— begin SOURCE RECORDS —

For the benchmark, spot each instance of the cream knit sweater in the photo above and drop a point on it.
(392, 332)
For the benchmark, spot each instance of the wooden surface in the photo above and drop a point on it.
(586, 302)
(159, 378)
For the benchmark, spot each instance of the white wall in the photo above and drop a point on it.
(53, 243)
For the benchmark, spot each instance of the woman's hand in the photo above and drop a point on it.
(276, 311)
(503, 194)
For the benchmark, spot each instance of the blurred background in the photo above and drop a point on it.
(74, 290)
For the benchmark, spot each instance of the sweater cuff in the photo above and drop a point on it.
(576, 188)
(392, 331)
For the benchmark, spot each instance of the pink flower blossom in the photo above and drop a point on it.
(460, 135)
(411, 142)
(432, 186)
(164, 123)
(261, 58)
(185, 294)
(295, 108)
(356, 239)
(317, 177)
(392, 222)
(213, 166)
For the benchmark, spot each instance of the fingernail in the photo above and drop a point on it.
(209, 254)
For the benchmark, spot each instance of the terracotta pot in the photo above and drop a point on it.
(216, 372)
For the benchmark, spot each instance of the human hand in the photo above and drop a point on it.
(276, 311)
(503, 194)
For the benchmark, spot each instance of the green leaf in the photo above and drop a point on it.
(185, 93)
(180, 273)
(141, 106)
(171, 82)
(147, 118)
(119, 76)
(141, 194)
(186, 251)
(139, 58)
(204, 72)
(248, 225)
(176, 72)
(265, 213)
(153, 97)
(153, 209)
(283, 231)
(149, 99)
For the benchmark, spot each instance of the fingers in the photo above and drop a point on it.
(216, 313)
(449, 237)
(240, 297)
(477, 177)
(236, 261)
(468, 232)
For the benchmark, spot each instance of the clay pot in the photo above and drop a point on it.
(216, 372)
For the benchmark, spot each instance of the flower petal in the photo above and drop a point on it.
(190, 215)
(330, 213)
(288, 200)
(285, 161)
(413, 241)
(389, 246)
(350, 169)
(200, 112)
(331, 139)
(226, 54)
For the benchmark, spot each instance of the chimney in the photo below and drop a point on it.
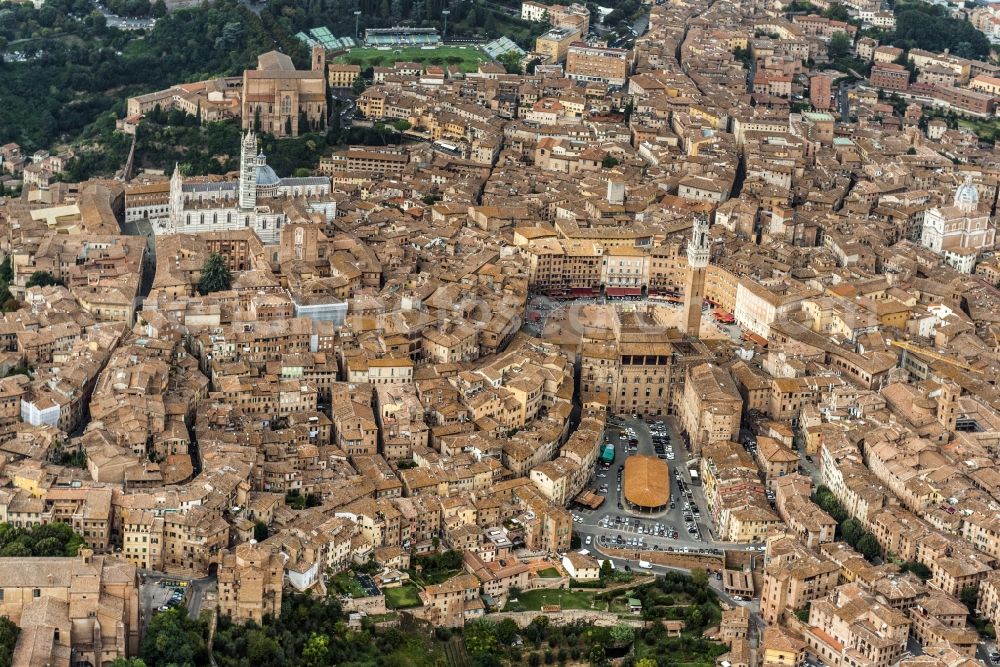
(616, 190)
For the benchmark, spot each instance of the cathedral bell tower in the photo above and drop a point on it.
(694, 291)
(249, 161)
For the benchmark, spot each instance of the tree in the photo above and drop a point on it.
(173, 639)
(260, 531)
(511, 62)
(42, 279)
(837, 12)
(506, 631)
(215, 276)
(480, 637)
(8, 638)
(622, 634)
(840, 46)
(263, 650)
(916, 568)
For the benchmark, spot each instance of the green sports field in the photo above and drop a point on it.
(466, 57)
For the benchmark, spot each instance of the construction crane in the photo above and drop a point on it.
(924, 352)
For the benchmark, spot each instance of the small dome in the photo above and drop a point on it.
(966, 196)
(266, 176)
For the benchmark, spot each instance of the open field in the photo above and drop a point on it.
(567, 599)
(403, 597)
(466, 57)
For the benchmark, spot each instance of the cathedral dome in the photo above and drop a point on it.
(266, 176)
(966, 196)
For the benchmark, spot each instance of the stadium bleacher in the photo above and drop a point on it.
(400, 36)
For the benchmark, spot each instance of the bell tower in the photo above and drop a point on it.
(249, 161)
(694, 290)
(319, 59)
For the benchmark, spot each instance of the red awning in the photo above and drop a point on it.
(623, 291)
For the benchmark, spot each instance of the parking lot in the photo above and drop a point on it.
(684, 525)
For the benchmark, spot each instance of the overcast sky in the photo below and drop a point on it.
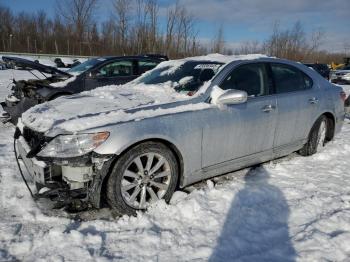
(243, 20)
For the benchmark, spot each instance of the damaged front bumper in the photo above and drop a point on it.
(66, 181)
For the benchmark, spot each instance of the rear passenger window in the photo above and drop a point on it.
(289, 79)
(251, 78)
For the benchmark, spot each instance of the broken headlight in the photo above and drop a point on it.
(65, 146)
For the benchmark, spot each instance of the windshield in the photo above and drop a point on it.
(188, 77)
(78, 69)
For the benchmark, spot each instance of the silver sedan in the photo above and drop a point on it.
(184, 121)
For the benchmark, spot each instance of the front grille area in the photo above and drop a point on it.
(33, 138)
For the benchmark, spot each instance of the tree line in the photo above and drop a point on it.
(134, 27)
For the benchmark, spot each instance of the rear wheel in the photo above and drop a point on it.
(143, 175)
(317, 137)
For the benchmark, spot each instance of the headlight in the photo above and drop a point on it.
(64, 146)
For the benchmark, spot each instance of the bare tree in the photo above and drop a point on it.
(219, 42)
(79, 14)
(122, 11)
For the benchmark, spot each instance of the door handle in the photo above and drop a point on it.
(313, 100)
(268, 108)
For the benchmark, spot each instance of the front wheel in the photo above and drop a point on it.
(144, 174)
(317, 137)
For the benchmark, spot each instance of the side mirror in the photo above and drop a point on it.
(233, 97)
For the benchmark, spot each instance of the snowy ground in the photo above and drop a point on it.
(295, 208)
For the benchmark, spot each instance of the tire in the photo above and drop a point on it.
(317, 137)
(133, 172)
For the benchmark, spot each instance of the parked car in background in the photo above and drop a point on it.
(2, 66)
(341, 76)
(85, 76)
(182, 122)
(322, 69)
(60, 64)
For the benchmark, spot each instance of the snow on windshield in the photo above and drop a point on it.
(189, 74)
(111, 104)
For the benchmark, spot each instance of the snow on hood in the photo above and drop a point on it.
(63, 83)
(105, 105)
(112, 104)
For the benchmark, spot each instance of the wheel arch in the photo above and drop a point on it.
(331, 125)
(173, 148)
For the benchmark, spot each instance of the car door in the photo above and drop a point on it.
(297, 104)
(113, 73)
(240, 130)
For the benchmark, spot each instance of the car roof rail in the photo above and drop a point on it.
(159, 56)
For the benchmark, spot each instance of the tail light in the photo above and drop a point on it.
(343, 96)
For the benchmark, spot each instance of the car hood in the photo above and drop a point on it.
(104, 106)
(341, 71)
(31, 65)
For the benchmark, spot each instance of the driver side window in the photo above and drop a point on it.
(251, 78)
(114, 69)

— end SOURCE RECORDS —

## DO THIS
Reproduce the listing exactly. Leave its pictures out.

## TASK SOLUTION
For the benchmark, spot each instance of the cream knit sweater in the photo above and drop a point on it.
(392, 332)
For the benchmark, spot each instance of the wooden surface in the photo above and drop a point on it.
(586, 302)
(159, 378)
For the benchmark, spot each instance of the white wall in the photo above and drop a point on it.
(53, 243)
For the benchmark, spot each instance of the woman's hand in the photo above and drop a point on it.
(276, 311)
(503, 194)
For the benchmark, spot each instance of the blurred background in the photo above and drop a point on it.
(74, 290)
For the benchmark, spot each instance of the sweater cuff in the photo above and drop a point on it.
(576, 188)
(392, 331)
For the benchmark, spot each instance of the pink flower blossom in the photo above and drop a point on it.
(460, 135)
(411, 142)
(432, 186)
(164, 123)
(261, 58)
(185, 294)
(295, 108)
(356, 239)
(317, 177)
(392, 222)
(213, 166)
For the benchmark, spot each instance of the fingernail in the photo above and drop a point on it.
(209, 254)
For the benchmark, spot each instance of the terracotta pot in the photo above and drop a point on it.
(216, 372)
For the benchmark, spot each instance of the human hand in the photo above and drop a point on it.
(276, 311)
(503, 194)
For the benchmark, spot each instance of the green leaf in the photo above and drop a point on it.
(185, 93)
(180, 273)
(141, 106)
(171, 82)
(147, 118)
(119, 76)
(141, 194)
(186, 251)
(139, 58)
(204, 72)
(248, 225)
(176, 72)
(265, 213)
(153, 97)
(153, 209)
(283, 231)
(149, 99)
For the benchmark, spot each instance of the fingers in the photo above and drop a point on it.
(216, 313)
(449, 237)
(240, 297)
(477, 177)
(236, 261)
(468, 232)
For the benchmark, spot each instance of the clay pot in the photo above and drop a point on it.
(216, 372)
For the benchmark, spot each instance of the flower petal in the photo above and drop a point on it.
(190, 215)
(330, 213)
(288, 200)
(285, 161)
(413, 241)
(389, 246)
(350, 169)
(200, 112)
(331, 139)
(226, 54)
For the benchmark, spot each instance of the chimney in the photo below and drop a point on it.
(616, 190)
For the benchmark, spot each instance of the cathedral bell tower in the photo above and drop a point on it.
(694, 291)
(249, 161)
For the benchmark, spot each instance of the tree in the photo above and drop a point on it.
(173, 639)
(260, 531)
(511, 62)
(42, 279)
(837, 12)
(506, 631)
(215, 276)
(480, 637)
(8, 638)
(622, 634)
(840, 46)
(263, 650)
(916, 568)
For the benchmark, spot each instance of the green sports field in the photo above and drop a point on it.
(466, 57)
For the benchmark, spot each instance of the construction crane in the photo above and drop a point on it.
(924, 352)
For the benchmark, spot each instance of the small dome in the photo above and drop a point on it.
(966, 196)
(266, 176)
For the benchmark, spot each instance of the open field in the photo above and drop a point on it.
(567, 599)
(403, 597)
(466, 57)
For the benchmark, spot each instance of the cathedral dome in the photo above and drop a point on it.
(266, 176)
(966, 196)
For the benchmark, spot each instance of the stadium bleacher in the photo above and drop a point on it.
(400, 36)
For the benchmark, spot each instance of the bell tower in the photo above and drop a point on it.
(249, 161)
(694, 290)
(319, 59)
For the benchmark, spot each instance of the red awning in the photo above and drop a point on it.
(623, 291)
For the benchmark, spot each instance of the parking lot in the photo above and drop a point on it.
(684, 525)
For the benchmark, spot each instance of the overcast sky in the photo below and drop a point on it.
(243, 20)
For the benchmark, spot each instance of the damaged front bumper in the photo above and drop a point on it.
(66, 181)
For the benchmark, spot each instance of the rear passenger window in the photo above and drop a point on it.
(289, 79)
(251, 78)
For the benchmark, spot each instance of the broken headlight in the photo above and drop a point on it.
(65, 146)
For the benchmark, spot each instance of the windshield in the photo above and drop a point on it.
(188, 77)
(78, 69)
For the benchmark, spot each instance of the silver sedan in the photo above and drop a point on it.
(184, 121)
For the benchmark, spot each instance of the front grille area in the photo above and drop a point on it.
(33, 138)
For the benchmark, spot each instance of the tree line in the photo above and drop a point on it.
(134, 27)
For the benchmark, spot each instance of the rear wheel in the photo above and drop a point on it.
(143, 175)
(317, 137)
For the benchmark, spot each instance of the headlight in the photo above and drop a point on it.
(64, 146)
For the benchmark, spot each instance of the bare tree in the photo above and drop a point on it.
(219, 42)
(79, 14)
(122, 11)
For the benchmark, spot each instance of the door handle in the photo above and drop a point on it.
(313, 100)
(268, 108)
For the benchmark, spot each instance of the front wheel in the photo above and drop a point on it.
(144, 174)
(317, 137)
For the benchmark, spot each instance of the side mirror in the photo above and drop a point on it.
(233, 97)
For the benchmark, spot each instance of the snowy ground in the photo above and drop a point on it.
(295, 208)
For the benchmark, spot each instance of the tire in the photo above and drop a point on it.
(317, 137)
(133, 172)
For the benchmark, spot each instance of the parked car in background in the photo above and drop a point on it.
(2, 66)
(341, 76)
(85, 76)
(182, 122)
(322, 69)
(60, 64)
For the benchmark, spot each instance of the snow on windshield in the photo above and drop a point on it.
(189, 74)
(111, 104)
For the benchmark, spot each instance of the snow on hood in the photo above and drop a point on it.
(63, 83)
(105, 105)
(112, 104)
For the benchmark, spot each instance of the wheel arch in the photo above and drop a point on it.
(331, 125)
(173, 148)
For the benchmark, spot each instance of the car door in the photo above and drop a point on it.
(297, 104)
(113, 73)
(240, 130)
For the benchmark, spot each instance of the car roof rail in the photo above and drop a point on it.
(159, 56)
For the benchmark, spot each instance of the tail light in the photo above and drop a point on it.
(343, 96)
For the benchmark, spot each instance of the car hood in the photo above and drop a point on it.
(104, 106)
(341, 71)
(31, 65)
For the benchmark, spot each instance of the driver side window in the photo above and drop a point on it.
(251, 78)
(114, 69)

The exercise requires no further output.